[DOCUMENTO DE ORIGEM]
· · · · · · ·

Supremo mais plural - TEREZA CRUVINEL
A cada quatro anos, os
eleitores podem mudar seus representantes e governantes nos poderes
Legislativo e Executivo. Já a renovação do Judiciário, especialmente a
da mais alta Corte, ocorre em longos intervalos, e depende do acerto das
escolhas do(a) presidente da República, referendadas pelo Senado. As
substituições de ministros quase vitalícios podem produzir colegiados
monolíticos, dissociados da pluralidade e da diversidade, em todos os
sentidos. Uma aprovação quase unânime, nos meios jurídico e político,
seguiu-se ao anúncio da indicação do constitucionalista Luís Roberto
Barroso pela presidente Dilma. Certamente, por suas qualidades
intelectuais e técnicas, mas possivelmente também pelas indicações de
que sua presença arejará a Corte e fortalecerá o equilíbrio entre
diferentes posições doutrinárias.
Com sobriedade própria
ao momento, Barroso foi comedido nas declarações posteriores ao anúncio,
por respeito aos Poderes, como explicou. Falta-lhe ainda o aval do
Senado, e a posse entre os pares, para falar como ministro. Do pouco que
disse até agora, e do que escreveu recentemente, vêm os sinais de que
levará ao Supremo um novo olhar sobre algumas questões relevantes. Na
sexta-feira, já escolhido, declarou que "decisão política deve tomar
quem tem voto". Em artigo de janeiro passado, que está no site Consultor
Jurídico, com o balanço retrospectivo das ações do STF em 2012,
externou compreensão quase ausente no Supremo de hoje sobre a relação
entre mazelas como corrupção e fisiologismo e o sistema político
arcaico, que clama por reforma. Isso afora outras considerações sobre o
futuro da Corte que agora integrará.

· · · · · · ·

[ENUNCIADO DA TAREFA] Transcreva sem nenhuma alteração, do artigo sobre o Supremo, o trecho que vai de "Supremo mais plural" até "diferentes posições doutrinárias.".

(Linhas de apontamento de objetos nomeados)
· · · · · · ·

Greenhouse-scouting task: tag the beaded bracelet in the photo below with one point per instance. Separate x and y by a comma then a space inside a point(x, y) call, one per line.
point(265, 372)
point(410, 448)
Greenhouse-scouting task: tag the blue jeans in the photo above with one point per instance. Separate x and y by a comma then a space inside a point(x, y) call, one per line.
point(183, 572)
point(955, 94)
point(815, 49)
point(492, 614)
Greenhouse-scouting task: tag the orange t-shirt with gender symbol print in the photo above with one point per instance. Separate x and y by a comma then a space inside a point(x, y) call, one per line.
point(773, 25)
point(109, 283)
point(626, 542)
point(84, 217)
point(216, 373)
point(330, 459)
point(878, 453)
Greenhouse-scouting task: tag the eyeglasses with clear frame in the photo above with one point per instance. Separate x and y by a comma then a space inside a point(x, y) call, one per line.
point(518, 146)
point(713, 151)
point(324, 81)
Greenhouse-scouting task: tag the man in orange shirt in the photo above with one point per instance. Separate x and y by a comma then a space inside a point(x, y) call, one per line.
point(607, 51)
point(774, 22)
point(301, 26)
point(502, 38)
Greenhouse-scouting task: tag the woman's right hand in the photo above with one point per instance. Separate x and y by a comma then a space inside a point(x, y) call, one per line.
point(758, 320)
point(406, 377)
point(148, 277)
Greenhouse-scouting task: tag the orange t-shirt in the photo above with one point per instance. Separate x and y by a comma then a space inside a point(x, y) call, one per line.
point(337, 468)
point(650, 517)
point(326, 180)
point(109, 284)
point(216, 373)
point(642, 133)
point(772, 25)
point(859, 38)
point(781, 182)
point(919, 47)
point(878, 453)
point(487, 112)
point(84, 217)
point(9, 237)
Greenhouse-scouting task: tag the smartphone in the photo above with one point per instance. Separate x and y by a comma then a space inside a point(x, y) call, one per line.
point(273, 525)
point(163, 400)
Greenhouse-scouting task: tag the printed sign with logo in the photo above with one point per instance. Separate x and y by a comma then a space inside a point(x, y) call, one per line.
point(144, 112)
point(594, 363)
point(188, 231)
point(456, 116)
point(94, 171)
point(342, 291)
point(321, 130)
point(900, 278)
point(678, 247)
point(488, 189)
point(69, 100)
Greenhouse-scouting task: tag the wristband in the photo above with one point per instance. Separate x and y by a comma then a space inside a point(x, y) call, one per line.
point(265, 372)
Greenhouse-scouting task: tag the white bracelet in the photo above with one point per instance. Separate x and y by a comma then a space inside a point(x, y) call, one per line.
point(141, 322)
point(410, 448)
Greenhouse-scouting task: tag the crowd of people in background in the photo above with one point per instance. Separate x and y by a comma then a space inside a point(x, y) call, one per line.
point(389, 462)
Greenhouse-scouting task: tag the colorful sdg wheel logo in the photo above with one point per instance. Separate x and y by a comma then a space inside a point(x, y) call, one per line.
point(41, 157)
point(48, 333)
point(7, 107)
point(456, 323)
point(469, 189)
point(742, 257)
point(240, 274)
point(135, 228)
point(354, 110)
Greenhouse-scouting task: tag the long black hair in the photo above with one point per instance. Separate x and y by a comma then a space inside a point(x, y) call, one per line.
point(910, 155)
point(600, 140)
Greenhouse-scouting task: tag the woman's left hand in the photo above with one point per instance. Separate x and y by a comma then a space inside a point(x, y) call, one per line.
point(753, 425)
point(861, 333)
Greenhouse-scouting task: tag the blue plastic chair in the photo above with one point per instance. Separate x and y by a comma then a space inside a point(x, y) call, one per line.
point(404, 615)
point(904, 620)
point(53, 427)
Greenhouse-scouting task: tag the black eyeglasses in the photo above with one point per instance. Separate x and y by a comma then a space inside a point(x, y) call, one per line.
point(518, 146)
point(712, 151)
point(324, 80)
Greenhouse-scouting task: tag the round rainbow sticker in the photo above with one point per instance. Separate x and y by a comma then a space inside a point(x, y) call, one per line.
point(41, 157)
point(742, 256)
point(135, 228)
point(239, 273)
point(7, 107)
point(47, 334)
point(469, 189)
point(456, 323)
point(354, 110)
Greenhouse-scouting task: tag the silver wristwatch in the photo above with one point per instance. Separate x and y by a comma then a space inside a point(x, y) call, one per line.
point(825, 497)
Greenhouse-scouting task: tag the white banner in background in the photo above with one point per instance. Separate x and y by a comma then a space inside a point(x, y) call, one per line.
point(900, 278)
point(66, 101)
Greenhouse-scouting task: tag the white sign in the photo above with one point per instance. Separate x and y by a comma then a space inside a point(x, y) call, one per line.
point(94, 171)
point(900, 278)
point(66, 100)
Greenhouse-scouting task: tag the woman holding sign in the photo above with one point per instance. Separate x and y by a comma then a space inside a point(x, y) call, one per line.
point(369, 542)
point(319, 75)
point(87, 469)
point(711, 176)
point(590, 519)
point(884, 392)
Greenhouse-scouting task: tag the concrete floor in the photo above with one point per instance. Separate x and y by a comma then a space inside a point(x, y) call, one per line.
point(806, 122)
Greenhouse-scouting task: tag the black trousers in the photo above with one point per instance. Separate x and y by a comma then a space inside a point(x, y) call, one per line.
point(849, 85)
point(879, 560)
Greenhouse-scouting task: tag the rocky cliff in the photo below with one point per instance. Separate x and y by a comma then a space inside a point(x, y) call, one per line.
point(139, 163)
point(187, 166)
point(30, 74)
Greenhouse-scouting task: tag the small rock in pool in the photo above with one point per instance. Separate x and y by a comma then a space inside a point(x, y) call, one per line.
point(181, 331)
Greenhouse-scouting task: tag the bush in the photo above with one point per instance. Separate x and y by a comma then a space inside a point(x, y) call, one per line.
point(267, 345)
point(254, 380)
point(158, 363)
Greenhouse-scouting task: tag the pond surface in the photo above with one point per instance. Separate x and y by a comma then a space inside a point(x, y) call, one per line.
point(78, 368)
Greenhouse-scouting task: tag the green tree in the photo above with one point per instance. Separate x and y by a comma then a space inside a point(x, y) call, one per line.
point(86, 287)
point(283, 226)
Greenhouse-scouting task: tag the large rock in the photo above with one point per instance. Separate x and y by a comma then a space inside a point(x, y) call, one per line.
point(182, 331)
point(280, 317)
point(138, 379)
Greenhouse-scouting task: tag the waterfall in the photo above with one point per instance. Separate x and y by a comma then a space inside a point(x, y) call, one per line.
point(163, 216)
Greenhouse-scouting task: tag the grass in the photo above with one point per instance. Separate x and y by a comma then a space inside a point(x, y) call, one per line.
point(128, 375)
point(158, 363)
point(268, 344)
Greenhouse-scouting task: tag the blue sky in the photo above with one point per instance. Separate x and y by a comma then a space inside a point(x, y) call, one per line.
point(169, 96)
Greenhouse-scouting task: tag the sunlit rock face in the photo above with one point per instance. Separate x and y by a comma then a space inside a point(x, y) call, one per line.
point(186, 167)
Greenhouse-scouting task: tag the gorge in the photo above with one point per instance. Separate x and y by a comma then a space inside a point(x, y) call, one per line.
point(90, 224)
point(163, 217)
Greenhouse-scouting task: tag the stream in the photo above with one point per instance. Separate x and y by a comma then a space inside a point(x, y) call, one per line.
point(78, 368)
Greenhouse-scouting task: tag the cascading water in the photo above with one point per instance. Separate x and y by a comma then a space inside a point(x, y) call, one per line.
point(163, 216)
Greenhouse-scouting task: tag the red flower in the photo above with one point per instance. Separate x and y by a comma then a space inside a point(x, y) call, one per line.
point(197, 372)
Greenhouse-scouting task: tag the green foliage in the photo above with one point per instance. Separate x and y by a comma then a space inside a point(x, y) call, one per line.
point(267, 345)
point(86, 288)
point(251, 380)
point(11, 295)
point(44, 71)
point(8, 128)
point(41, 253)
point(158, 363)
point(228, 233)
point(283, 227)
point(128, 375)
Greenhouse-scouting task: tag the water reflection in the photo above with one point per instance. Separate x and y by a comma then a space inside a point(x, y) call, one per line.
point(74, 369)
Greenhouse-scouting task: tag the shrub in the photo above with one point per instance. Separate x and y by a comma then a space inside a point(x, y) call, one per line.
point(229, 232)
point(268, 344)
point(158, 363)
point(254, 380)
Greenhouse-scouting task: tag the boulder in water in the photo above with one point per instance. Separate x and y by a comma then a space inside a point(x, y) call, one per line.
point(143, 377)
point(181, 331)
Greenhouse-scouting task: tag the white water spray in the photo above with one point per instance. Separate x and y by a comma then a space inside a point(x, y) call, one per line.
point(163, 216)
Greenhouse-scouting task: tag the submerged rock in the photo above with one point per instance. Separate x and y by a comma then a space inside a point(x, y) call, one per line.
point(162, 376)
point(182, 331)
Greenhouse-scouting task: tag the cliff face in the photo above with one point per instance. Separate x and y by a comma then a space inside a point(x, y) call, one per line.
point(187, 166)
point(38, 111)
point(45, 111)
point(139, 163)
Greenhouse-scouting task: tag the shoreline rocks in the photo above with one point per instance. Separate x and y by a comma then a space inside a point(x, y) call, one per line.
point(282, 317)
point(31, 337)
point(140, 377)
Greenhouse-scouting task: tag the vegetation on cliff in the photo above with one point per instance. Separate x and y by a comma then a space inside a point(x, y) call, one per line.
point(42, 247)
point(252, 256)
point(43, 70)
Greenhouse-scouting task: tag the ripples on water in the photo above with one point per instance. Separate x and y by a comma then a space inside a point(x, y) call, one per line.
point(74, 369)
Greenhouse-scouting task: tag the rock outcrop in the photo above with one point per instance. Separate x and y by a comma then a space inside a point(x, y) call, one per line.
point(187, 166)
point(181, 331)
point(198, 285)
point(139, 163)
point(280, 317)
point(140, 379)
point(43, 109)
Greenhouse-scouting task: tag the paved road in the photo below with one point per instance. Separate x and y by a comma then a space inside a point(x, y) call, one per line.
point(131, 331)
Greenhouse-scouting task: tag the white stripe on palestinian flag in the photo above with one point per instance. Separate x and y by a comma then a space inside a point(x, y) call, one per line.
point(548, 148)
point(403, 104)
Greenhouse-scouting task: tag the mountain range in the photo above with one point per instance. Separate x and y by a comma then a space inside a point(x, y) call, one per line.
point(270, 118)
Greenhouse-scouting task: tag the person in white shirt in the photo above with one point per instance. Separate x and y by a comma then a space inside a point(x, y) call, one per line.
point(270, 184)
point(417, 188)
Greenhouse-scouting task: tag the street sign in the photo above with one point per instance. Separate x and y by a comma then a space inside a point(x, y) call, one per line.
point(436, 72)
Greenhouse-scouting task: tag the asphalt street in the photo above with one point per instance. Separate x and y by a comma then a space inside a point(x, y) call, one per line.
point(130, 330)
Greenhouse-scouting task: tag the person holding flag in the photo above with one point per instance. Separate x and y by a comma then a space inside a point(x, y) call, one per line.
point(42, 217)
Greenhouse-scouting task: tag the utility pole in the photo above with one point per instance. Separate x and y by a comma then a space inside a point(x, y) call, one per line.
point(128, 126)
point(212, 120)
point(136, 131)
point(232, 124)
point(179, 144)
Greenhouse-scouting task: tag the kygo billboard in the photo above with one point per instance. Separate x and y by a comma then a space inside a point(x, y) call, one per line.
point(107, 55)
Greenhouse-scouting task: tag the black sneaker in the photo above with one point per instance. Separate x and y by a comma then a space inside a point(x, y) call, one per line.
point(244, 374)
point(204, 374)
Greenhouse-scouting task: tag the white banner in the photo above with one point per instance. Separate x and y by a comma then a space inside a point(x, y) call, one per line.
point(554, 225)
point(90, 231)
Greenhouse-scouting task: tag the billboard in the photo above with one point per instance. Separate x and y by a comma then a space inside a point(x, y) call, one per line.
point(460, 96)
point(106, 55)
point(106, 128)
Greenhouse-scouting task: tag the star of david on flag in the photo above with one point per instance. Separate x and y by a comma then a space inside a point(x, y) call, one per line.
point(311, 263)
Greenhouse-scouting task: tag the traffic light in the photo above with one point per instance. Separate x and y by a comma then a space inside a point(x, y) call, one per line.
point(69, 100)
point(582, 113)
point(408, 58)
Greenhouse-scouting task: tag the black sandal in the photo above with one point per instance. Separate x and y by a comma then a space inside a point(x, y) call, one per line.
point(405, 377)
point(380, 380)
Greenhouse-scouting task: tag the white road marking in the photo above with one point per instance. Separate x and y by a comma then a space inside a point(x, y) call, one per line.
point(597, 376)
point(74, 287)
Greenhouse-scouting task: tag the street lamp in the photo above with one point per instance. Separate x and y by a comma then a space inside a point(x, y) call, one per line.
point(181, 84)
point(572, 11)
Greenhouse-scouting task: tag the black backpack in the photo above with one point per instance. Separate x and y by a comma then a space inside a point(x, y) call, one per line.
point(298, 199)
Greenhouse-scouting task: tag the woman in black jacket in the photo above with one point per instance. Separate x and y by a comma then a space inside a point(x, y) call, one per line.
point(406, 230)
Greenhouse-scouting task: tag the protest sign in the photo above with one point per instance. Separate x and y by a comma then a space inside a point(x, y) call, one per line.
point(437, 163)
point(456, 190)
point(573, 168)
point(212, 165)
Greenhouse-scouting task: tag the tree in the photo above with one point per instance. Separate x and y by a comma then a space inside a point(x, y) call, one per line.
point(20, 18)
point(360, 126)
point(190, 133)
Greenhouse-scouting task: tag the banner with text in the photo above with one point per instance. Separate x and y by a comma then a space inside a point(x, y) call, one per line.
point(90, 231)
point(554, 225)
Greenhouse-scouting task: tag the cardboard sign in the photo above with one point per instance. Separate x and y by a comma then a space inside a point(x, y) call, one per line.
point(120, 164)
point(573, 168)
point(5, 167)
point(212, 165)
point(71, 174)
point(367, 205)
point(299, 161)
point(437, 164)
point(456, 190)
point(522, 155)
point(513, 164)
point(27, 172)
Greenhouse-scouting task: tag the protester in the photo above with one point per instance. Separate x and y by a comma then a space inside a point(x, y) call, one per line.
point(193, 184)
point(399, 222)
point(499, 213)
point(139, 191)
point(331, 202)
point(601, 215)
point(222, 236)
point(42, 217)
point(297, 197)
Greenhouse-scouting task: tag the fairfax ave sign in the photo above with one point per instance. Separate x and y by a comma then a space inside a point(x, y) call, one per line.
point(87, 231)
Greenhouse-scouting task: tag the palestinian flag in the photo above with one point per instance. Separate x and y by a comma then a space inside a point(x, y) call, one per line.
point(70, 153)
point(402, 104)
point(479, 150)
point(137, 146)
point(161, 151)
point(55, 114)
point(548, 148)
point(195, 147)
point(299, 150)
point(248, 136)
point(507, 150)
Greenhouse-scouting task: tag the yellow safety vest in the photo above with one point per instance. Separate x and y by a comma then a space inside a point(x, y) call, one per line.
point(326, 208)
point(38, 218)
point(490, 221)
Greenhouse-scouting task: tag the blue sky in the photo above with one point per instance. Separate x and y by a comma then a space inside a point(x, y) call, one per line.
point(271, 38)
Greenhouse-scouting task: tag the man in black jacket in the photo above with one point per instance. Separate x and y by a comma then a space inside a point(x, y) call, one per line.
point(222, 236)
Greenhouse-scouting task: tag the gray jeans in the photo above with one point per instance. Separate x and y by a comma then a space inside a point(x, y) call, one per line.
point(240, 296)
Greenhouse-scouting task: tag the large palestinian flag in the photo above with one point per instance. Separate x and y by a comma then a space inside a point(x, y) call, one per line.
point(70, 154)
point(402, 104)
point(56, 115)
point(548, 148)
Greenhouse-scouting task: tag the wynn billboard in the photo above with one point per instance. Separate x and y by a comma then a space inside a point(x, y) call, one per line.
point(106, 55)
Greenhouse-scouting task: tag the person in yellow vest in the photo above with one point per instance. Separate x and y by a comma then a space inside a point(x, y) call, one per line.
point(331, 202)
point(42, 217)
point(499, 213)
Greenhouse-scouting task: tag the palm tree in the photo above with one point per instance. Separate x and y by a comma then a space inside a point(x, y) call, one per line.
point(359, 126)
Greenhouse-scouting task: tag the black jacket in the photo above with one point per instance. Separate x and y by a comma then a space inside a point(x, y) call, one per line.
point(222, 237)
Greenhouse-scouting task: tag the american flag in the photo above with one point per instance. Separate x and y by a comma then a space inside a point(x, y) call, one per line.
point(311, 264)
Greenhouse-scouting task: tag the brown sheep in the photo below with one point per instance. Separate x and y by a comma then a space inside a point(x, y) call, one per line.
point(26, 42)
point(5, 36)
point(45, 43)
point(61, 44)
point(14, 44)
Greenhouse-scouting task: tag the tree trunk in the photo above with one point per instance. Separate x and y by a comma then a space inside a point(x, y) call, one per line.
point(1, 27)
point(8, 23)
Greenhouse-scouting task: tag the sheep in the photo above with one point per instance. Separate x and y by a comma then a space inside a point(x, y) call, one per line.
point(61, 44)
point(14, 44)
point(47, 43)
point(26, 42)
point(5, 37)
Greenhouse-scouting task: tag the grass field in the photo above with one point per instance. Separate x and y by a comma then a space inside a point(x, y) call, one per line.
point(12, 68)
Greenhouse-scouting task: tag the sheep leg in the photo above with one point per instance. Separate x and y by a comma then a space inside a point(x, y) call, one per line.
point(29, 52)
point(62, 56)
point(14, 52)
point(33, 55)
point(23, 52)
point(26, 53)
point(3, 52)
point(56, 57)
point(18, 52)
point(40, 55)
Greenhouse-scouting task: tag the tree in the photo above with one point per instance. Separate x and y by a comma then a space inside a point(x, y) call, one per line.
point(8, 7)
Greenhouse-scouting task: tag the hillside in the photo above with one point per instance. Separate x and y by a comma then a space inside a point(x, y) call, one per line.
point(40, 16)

· · · · · · ·

[SOLUÇÃO]
Supremo mais plural - TEREZA CRUVINEL
A cada quatro anos, os
eleitores podem mudar seus representantes e governantes nos poderes
Legislativo e Executivo. Já a renovação do Judiciário, especialmente a
da mais alta Corte, ocorre em longos intervalos, e depende do acerto das
escolhas do(a) presidente da República, referendadas pelo Senado. As
substituições de ministros quase vitalícios podem produzir colegiados
monolíticos, dissociados da pluralidade e da diversidade, em todos os
sentidos. Uma aprovação quase unânime, nos meios jurídico e político,
seguiu-se ao anúncio da indicação do constitucionalista Luís Roberto
Barroso pela presidente Dilma. Certamente, por suas qualidades
intelectuais e técnicas, mas possivelmente também pelas indicações de
que sua presença arejará a Corte e fortalecerá o equilíbrio entre
diferentes posições doutrinárias.